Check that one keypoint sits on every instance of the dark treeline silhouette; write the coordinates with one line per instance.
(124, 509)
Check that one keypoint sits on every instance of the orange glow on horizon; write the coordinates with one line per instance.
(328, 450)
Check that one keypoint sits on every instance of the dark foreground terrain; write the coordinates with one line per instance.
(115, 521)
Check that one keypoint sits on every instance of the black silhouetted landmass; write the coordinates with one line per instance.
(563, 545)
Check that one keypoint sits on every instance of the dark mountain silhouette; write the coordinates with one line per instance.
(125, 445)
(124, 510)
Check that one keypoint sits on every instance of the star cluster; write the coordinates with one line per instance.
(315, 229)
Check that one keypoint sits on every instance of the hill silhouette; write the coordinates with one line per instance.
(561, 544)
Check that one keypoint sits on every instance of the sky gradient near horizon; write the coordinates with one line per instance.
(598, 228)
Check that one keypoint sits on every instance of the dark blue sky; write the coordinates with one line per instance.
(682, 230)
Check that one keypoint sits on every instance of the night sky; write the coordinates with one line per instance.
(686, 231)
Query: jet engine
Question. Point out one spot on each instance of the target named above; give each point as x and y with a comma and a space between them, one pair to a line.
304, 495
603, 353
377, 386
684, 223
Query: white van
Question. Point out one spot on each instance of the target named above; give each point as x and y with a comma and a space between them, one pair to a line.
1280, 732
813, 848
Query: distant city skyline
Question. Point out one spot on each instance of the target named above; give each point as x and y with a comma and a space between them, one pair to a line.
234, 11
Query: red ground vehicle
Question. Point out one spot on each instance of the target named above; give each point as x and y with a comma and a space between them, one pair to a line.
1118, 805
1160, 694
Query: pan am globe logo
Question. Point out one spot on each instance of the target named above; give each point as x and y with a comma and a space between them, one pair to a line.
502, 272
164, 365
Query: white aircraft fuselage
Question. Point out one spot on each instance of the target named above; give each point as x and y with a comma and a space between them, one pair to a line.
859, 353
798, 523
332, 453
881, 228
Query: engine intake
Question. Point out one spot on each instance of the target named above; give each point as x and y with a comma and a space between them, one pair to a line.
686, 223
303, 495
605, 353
= = =
== What you are asked to do ==
Write down every line of the data above that includes the string "white".

== Task solution ==
Query: white van
Query: white aircraft fuselage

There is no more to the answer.